[Exercise details] Switch every "thickest" in the records below to "widest", and repeat all of the lines with nothing else changed.

[Data supplied]
##########
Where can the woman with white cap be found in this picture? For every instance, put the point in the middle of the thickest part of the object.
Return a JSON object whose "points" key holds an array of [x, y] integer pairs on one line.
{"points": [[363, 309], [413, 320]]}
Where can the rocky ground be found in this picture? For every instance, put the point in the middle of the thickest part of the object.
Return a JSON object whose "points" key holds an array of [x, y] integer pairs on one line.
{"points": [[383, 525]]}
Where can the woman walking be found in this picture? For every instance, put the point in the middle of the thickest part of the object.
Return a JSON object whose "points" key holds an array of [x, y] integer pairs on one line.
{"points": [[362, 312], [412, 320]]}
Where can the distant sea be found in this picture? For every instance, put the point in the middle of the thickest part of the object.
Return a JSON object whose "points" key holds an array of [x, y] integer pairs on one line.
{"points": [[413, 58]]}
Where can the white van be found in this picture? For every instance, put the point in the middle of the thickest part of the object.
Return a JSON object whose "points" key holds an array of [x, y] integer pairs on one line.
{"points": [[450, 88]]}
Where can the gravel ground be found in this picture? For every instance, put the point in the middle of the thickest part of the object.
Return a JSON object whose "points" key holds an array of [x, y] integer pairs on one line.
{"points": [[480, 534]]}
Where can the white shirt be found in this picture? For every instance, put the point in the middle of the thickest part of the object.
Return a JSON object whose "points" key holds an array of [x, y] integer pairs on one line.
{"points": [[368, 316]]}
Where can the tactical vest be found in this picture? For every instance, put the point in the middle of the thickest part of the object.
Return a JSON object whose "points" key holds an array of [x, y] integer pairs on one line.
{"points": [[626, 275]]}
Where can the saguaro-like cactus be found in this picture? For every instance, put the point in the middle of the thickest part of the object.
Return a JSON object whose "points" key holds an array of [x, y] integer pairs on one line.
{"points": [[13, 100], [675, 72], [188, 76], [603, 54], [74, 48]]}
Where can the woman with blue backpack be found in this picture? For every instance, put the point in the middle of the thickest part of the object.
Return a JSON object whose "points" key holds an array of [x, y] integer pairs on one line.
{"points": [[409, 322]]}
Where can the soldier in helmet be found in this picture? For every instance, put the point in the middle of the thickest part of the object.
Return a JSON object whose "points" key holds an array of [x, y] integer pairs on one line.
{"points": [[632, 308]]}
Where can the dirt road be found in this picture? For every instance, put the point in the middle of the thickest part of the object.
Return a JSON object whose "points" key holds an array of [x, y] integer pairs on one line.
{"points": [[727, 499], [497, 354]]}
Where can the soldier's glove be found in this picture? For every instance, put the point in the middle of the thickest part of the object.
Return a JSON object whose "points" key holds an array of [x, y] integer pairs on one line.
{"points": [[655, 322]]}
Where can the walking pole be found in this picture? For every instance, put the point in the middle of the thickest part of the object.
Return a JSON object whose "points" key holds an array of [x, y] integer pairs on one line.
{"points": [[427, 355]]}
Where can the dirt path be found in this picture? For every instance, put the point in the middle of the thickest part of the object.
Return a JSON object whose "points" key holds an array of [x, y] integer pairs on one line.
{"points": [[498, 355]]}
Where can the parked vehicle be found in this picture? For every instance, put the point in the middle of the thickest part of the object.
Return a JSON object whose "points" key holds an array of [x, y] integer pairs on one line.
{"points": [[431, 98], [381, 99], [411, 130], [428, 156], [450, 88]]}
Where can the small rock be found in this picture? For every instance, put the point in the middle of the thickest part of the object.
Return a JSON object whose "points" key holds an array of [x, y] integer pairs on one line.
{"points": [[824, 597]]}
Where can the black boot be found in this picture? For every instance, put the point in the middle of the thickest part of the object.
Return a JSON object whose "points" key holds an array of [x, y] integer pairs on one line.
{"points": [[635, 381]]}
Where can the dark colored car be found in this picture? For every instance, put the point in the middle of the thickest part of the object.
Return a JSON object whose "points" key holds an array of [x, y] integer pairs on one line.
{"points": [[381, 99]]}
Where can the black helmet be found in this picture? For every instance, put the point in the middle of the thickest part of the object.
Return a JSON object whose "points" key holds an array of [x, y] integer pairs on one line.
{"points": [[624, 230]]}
##########
[Response below]
Where can the woman with white cap be found in this picture? For every instance, put the point in the middle of the widest part of the object.
Return a JSON object whose "points" key holds an array of [x, y] integer pairs on one line.
{"points": [[363, 309], [413, 320]]}
Where can the rocky ground be found in this picture? For every instance, put the point in the middle of the widest part of the object.
Return a JSON object whose "points" key holds an array of [x, y] integer pairs on one line.
{"points": [[383, 525]]}
Where can the woman walking be found in this picture? For every instance, put the point in the middle of the widest part of the object.
Return a JSON object whose "points" key holds an array of [x, y] integer pairs on one line.
{"points": [[362, 312], [412, 320]]}
Where can the distant sea be found in this picture? For every instance, put the point in the middle of the widest part of the object.
Return a JSON object whose "points" key holds an array of [x, y] integer pairs on one line.
{"points": [[413, 58]]}
Where can the white van be found in this picture? For every instance, put the point in the middle of the widest part of the object.
Return a JSON object whose "points" key holds an array of [x, y] integer pairs on one line.
{"points": [[450, 88]]}
Where can the gravel ground be found in this picture? For every instance, put the point in the middle of the widest part of the object.
Return a JSON object whose "points" key holds an array of [x, y] integer pairs on one line.
{"points": [[480, 534]]}
Where can the white shirt be found in this picture? For every instance, put the point in the middle of the widest part of the object.
Return a JSON object whose "points" key holds an array of [x, y] integer pairs on one line.
{"points": [[368, 316]]}
Where can the tactical vest be found in this picture? For every instance, put the point in the middle of the widest part of the object.
Return a JSON object whose "points" key holds an array of [x, y] integer pairs on one line.
{"points": [[626, 275]]}
Where can the saguaro-like cactus be found in this picture? For every instance, put the point in the middle of the widest part of the object.
Return a JSON object whose "points" key holds an array of [x, y] integer pairs on one line.
{"points": [[13, 100], [675, 72], [188, 76], [603, 54], [74, 48]]}
Where can the woman with blue backpack be found in this picture? For every instance, put the point in the middle of the widest part of the object.
Return a JSON object whose "points" key holds an array of [x, y] integer pairs on one line.
{"points": [[409, 322]]}
Where can the soldier in helmet be found in this picture? For every instance, put the point in the middle of the widest part of the object.
Return a JSON object whose "points" key holds an array of [x, y] integer pairs on one line.
{"points": [[632, 308]]}
Where can the dirt road be found in this picture? For every instance, put the point in the middle of the widest part of the object.
Return a JSON object whose "points" key holds an array of [x, y] integer pairs on one line.
{"points": [[727, 499], [497, 354]]}
Where can the soldier's glove be found in this picture? For every instance, put the point in the middle of the widest part of the object.
Return a JSON object whose "points" key holds an array of [x, y] integer pairs on one line.
{"points": [[655, 322]]}
Where can the walking pole be found in this picture? For every instance, put the point in the middle of the widest part of the object.
Return a JSON object whose "points" key holds an array of [x, y] integer pairs on one line.
{"points": [[427, 355]]}
Where can the dirt path be found in this picture? For every instance, put the point in the middle of the widest part of the object.
Return a JSON object whose "points" key holds an array of [x, y] integer pairs on one line.
{"points": [[498, 355]]}
Where can the parked vehicle be found in this picture? For every instance, put the point in the middle of the widest part of the object.
Return a JSON object whose "points" key holds an array of [x, y] integer pairs on one line.
{"points": [[431, 98], [381, 99], [411, 130], [428, 156], [450, 88]]}
Where can the small rock be found in this picture? For every instance, put the point in the middle of the widest part of the object.
Return a JSON object whose "points" key holds an array of [x, y] integer pairs on one line.
{"points": [[824, 597]]}
Where can the black boot be found in this picture? For every instance, put the point in the middle of the widest part of the object.
Return a JSON object whose "points" key holds an array of [x, y] integer pairs on one line.
{"points": [[635, 381]]}
Where can the dark colored car be found in this picture? For every instance, put the point in the middle of the widest part of the object.
Return a JSON object whose "points" key holds an array of [x, y] integer pairs on one line.
{"points": [[381, 99]]}
Where can the black helmet be found in this picture? For every instance, put the point in the middle of the widest part of the object.
Return a JSON object whose "points" key holds an array of [x, y] integer pairs on one line.
{"points": [[624, 230]]}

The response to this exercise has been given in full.